__Document segment__

18F-LABELING: A NOVEL METHOD TO QUANTIFY THE OSTEOGENIC DIFFERENTIATION POTENTIAL OF HUMAN MESENCHYMAL STEM CELLS INDUCED INTO THE OSTEOGENIC LINEAGE CULTURED ON COLLAGEN I/III SCAFFOLDS

Summary Statement

One of the most challenging problems in osteogenic 3D-tissue engineering is, to quantify the amount of new hydroxylapatite deposition. ¹⁸F-NaF-Labeling is a new, high-sensitive method to proof and quantify the osteogenic potential of hMSCs in an in vitro 3D-model.

Introduction

¹⁸F-labeled sodium fluorine was the first widely used agent for skeletal scintigraphy in the 1960s. ¹⁸F-NaF is rapidly exchanged for hydroxylgroups of the hydroxylapatite, covalently binding to the surface of new bone, which results in the formation of fluoroapatite. Three dimensional scaffolds are used to favor osteogenic differentiation of precursor cells. Cell-loaded scaffolds are investigated for their healing potential of critical size bone defects. Assessing the osteogenic potential of MSCs in 3D-in vitro cultures is of major interest in tissue engineering in order to maximise bone formation in vitro and in vivo.

__Data provided__

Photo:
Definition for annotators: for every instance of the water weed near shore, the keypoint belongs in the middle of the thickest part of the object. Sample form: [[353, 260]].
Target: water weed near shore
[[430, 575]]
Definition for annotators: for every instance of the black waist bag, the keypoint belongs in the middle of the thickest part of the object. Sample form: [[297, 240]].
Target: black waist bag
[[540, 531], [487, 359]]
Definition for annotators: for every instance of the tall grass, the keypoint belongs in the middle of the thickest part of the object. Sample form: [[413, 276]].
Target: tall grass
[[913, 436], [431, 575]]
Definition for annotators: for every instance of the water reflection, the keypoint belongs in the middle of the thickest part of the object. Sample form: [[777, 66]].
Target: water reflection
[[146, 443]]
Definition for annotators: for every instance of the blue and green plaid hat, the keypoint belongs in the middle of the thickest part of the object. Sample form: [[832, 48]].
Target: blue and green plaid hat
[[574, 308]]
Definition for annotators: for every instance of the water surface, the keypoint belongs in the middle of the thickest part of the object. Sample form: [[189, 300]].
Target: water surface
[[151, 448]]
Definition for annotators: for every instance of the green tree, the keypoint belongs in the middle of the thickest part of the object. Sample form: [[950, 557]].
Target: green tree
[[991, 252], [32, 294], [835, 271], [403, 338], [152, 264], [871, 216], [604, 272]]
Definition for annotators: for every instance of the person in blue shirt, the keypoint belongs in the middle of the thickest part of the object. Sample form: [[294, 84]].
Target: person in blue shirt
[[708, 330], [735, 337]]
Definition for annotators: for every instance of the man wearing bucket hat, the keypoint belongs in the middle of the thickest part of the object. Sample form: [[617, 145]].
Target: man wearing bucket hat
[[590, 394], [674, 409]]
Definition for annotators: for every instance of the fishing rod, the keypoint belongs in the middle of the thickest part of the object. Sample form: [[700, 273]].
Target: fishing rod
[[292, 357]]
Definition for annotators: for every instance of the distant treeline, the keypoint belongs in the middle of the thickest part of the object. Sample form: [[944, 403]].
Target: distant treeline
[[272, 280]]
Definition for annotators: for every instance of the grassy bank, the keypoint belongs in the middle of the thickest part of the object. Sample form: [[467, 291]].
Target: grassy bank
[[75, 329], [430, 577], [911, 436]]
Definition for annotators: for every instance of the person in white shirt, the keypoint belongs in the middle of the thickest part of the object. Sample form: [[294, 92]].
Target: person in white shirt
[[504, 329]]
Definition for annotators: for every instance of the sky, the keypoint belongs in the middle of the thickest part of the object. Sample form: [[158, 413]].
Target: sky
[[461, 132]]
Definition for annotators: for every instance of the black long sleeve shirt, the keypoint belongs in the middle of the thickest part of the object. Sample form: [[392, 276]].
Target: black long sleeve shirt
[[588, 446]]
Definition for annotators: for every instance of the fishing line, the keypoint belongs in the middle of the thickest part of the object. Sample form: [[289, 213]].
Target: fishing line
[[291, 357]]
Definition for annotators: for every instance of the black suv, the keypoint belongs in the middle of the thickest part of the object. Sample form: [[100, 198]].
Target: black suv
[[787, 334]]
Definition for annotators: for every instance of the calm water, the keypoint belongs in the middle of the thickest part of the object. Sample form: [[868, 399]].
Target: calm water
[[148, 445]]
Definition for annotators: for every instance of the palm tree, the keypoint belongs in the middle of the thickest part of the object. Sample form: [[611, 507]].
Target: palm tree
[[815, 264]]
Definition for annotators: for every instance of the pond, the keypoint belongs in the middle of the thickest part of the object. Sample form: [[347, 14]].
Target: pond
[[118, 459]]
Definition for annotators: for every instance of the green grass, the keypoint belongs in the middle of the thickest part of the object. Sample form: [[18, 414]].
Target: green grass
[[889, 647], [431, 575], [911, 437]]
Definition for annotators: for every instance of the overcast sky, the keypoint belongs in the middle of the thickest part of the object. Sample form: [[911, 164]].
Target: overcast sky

__Your instructions__
Can you continue the text on ¹⁸F-NaF labeling of osteogenic stem cell cultures from where it stops?

__Exercise output__
One of the most challenging problems is, to quantify directly the amount of new hydroxylapatite deposition without destroying the evaluated cell-loaded scaffold. Within this abstract, we present a novel, non-destructive, high-sensitive method to quantify the amount of local hydroxylapatite deposition in 3D-cultures using ¹⁸F-NaF.

Material & Methods

hMSCs (n=5) were seeded in duplicates on highly porous collagen I/III scaffolds (circular, 8 × 2mm, 550.000 cells/scaffold). Osteogenic differentiation of the MSCs was established with DMEM low glucose + 10% FCS + 1% P/S + 10mM beta-glycerol phosphate + 173µM ascorbicacid-2-phosphate + 100nM dexamethasone. As control the same media without osteogenic supplements was used. Cultures were kept at 37°C and 5% CO₂, media was changed every 2 days. After 21 days 40 MBq ¹⁸F-NaF in 1ml 0,9%NaCl was added to each scaffold, placed in a 2ml tube. After 2 hours of incubation, scaffolds were washed in aqua dest. (3x). To measure the bound activity, two methods were used. First the scaffolds were placed in an activity-meter (dose-calibrator) to assess the amount of bound radioactive tracer in MBq. Then, all scaffolds were placed in a µ-PET-scanner also for quantification of the bound activity (Bq/ml) and for 3D-imaging. To quantify the absolute calcium content, the 8mm scaffolds were lysed and analyzed by inductively coupled plasma massspectrometry (ICP-MS). In advance a DNA-Pico-Green assay was performed and all results were normalised to the DNA-amount of each scaffold.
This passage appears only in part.